目标 A:
按顺序列出所给文本"方法"部分中的全部步骤。
目标 B:
所给文本中,递归的基本情况是什么?
目标 C:
把所给文本中的"给定指向链表节点的指针,任务是递归创建链表的副本。"译成英语。

------ 所给文本 ------

C 程序:使用递归创建单链表的副本

原文:https://www.geeksforgeeks.org/c-program-to-create-copy-of-a-singly-linked-list-using-recursion/

给定指向链表节点的指针,任务是递归创建链表的副本。

示例::

输入:以下链表的头部

1 -> 2 -> 3 -> 4 -> NULL

输出

原始列表:1 -> 2 -> 3 -> 4 -> NULL

副本列表:1 -> 2 -> 3 -> 4 -> NULL

输入:以下链表的头部

1 -> 2 -> 3 -> 4 -> 5 -> NULL

输出

原始列表:1 -> 2 -> 3 -> 4 -> 5 -> NULL

副本列表:1 -> 2 -> 3 -> 4 -> 5 -> NULL

方法:请按照以下步骤解决问题:

  1. 基本情况:如果head == NULL,则返回NULL

  2. 使用malloc()中分配新节点并设置其数据。

  3. 通过在其余节点上递归,设置新节点的下一个指针。

  4. 返回副本节点的head指针。

  5. 最后,同时打印原始链表和副本链表。

下面是上述方法的实现:

C

// C program for the above approach 
#include <stdio.h> 
#include <stdlib.h> 

// Node for linked list 
struct Node { 
    int data; 
    struct Node* next; 
}; 

// Function to print given linked list 
void printList(struct Node* head) 
{ 
    struct Node* ptr = head; 
    while (ptr) { 

        printf("%d -> ", ptr->data); 
        ptr = ptr->next; 
    } 

    printf("NULL"); 
} 

// Function to create a new node 
void insert(struct Node** head_ref, int data)

------ 已存记录 ------

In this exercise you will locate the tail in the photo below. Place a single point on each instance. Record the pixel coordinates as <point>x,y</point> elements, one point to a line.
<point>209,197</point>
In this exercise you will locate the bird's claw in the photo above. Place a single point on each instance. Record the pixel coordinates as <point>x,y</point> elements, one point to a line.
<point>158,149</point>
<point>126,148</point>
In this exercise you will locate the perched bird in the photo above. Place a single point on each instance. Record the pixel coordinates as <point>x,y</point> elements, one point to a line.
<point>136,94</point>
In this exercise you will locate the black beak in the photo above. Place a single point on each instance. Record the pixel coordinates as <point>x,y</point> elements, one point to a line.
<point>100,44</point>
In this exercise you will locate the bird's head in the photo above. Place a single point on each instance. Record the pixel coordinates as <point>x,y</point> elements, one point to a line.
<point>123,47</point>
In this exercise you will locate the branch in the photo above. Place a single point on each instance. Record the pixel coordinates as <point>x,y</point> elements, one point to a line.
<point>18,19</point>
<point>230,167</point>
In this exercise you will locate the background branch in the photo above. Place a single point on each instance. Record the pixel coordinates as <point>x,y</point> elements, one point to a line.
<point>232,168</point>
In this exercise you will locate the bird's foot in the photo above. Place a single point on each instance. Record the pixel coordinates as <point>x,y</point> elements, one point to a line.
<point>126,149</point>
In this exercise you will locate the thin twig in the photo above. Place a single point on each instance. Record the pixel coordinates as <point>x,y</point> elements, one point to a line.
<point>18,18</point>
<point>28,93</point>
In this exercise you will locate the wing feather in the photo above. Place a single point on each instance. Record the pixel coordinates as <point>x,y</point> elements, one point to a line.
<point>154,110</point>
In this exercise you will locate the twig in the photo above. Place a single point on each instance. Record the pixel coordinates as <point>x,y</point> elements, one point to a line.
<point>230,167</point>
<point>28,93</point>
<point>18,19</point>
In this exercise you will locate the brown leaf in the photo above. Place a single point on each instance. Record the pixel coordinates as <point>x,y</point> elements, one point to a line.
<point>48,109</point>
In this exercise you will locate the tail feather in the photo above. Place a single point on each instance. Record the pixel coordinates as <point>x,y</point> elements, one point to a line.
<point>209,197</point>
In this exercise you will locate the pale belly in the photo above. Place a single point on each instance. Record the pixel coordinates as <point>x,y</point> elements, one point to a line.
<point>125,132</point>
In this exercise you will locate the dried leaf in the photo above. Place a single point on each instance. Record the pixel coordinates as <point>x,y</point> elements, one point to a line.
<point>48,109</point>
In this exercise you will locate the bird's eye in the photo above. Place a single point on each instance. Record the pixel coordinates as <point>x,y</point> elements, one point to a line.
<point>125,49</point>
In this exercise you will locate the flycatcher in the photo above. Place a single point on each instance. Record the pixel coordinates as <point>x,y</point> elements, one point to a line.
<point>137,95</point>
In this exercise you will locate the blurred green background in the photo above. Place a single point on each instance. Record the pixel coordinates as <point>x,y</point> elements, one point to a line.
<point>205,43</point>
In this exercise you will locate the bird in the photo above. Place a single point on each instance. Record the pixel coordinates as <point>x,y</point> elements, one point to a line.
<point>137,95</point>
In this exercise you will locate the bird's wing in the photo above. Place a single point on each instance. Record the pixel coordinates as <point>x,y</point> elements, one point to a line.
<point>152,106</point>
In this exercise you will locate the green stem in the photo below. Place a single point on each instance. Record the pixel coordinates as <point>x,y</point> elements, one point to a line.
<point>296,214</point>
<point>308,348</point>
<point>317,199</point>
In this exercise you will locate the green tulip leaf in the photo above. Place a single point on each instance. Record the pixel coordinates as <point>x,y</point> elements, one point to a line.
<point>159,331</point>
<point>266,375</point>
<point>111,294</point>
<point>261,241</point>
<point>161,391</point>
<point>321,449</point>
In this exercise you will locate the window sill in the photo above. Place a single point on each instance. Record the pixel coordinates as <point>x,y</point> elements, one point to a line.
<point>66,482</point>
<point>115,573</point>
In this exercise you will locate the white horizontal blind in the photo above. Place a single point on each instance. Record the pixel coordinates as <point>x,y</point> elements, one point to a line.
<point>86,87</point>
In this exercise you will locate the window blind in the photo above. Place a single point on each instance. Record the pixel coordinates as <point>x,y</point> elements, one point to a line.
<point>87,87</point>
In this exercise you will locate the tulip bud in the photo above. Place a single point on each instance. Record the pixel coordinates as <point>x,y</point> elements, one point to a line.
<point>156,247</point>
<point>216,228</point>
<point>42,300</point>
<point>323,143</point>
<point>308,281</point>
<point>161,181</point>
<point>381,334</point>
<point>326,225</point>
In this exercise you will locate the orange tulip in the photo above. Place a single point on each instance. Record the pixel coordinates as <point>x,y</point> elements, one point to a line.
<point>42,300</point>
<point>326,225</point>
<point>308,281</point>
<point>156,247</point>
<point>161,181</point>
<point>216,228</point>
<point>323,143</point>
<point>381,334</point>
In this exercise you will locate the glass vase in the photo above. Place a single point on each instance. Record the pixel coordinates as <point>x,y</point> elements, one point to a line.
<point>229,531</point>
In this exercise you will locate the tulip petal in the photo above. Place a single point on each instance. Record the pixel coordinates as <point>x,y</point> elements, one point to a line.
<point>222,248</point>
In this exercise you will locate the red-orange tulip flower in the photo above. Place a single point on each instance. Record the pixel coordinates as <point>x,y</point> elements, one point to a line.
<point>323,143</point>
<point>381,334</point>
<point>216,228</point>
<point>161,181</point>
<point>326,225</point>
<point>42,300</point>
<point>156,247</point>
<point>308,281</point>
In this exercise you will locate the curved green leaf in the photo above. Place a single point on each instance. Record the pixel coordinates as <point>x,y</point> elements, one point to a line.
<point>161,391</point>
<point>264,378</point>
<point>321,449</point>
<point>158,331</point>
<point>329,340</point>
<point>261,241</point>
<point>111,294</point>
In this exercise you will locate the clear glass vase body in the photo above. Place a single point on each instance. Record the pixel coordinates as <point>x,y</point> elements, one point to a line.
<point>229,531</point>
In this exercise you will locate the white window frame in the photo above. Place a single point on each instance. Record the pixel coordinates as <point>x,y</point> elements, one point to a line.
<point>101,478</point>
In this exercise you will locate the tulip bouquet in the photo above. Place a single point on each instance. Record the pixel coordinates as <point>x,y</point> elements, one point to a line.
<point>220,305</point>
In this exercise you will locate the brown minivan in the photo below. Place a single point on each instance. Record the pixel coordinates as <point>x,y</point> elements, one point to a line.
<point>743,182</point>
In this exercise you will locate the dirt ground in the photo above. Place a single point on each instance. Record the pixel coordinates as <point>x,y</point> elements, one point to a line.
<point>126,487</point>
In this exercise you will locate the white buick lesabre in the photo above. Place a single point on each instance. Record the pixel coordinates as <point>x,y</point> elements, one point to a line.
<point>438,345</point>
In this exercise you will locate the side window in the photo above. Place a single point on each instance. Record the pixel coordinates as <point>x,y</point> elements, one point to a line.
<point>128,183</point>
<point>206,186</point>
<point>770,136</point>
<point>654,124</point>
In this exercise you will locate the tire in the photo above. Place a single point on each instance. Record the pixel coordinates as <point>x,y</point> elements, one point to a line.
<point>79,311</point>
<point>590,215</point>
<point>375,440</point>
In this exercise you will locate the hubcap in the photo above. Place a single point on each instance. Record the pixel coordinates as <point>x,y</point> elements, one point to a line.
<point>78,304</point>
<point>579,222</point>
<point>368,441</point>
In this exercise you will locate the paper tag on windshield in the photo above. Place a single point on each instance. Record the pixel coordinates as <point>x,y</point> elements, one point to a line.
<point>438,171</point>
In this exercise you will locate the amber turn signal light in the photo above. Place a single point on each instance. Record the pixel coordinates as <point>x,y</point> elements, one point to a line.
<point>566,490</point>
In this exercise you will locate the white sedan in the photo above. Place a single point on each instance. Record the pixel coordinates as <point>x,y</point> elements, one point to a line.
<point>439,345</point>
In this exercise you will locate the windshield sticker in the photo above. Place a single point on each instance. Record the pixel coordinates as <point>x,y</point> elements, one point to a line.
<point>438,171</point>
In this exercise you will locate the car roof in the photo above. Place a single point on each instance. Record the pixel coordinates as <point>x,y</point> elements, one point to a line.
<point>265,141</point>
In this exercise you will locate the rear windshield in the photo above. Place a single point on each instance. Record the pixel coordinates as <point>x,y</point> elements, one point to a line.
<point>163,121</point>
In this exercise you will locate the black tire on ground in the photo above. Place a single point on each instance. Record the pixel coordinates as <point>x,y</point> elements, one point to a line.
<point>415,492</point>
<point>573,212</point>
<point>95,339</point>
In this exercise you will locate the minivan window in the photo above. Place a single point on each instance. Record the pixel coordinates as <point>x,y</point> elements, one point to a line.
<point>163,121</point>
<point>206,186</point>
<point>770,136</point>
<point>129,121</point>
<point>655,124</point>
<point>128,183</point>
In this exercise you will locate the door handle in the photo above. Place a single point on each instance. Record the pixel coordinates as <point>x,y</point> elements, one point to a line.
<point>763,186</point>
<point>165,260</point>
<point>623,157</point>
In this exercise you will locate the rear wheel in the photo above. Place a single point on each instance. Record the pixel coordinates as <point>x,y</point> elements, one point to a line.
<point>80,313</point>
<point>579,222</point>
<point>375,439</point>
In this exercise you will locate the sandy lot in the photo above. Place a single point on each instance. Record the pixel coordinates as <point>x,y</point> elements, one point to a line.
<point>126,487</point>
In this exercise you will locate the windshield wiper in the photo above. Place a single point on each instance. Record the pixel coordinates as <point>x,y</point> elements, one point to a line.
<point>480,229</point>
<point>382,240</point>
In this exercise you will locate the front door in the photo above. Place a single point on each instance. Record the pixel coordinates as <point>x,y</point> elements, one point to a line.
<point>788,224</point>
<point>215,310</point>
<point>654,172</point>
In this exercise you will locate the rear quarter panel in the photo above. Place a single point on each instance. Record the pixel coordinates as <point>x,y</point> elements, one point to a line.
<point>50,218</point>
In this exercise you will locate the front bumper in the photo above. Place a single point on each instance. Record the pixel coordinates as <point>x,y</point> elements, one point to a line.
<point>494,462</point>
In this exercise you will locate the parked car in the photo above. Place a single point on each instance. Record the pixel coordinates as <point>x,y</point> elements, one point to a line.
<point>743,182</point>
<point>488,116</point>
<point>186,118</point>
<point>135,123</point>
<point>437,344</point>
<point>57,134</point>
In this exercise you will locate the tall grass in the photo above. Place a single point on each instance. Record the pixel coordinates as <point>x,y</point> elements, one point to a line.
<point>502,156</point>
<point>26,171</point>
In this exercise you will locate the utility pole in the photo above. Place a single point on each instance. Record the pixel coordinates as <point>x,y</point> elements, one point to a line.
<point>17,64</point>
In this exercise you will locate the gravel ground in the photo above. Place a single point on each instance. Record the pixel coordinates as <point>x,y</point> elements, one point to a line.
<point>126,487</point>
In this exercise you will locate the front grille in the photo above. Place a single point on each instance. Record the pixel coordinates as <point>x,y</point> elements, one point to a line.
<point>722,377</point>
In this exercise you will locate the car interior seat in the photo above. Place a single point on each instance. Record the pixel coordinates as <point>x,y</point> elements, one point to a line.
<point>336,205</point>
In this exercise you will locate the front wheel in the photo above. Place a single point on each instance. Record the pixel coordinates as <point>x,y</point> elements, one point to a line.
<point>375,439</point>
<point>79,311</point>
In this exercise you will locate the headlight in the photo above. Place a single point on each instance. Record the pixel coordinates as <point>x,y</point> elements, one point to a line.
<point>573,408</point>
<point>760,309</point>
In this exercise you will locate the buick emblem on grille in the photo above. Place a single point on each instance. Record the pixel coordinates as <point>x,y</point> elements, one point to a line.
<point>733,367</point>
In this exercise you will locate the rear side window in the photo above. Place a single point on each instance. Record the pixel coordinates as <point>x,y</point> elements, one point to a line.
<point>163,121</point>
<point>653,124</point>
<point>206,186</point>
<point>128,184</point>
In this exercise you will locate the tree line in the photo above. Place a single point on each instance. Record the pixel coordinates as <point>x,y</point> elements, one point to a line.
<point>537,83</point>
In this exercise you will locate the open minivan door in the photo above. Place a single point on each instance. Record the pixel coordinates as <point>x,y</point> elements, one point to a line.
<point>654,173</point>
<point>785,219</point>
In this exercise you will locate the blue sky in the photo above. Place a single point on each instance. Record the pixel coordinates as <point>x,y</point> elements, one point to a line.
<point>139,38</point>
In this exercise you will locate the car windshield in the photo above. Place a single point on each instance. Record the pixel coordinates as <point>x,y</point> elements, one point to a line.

------

任务结果 A:
1. 基本情况:如果head == NULL,则返回NULL
2. 使用malloc()中分配新节点并设置其数据。
3. 通过在其余节点上递归,设置新节点的下一个指针。
4. 返回副本节点的head指针。
5. 最后,同时打印原始链表和副本链表。

任务结果 B:
如果 head == NULL,则返回 NULL。

任务结果 C:
Given a pointer to a node of a linked list, the task is to create a copy of the linked list recursively.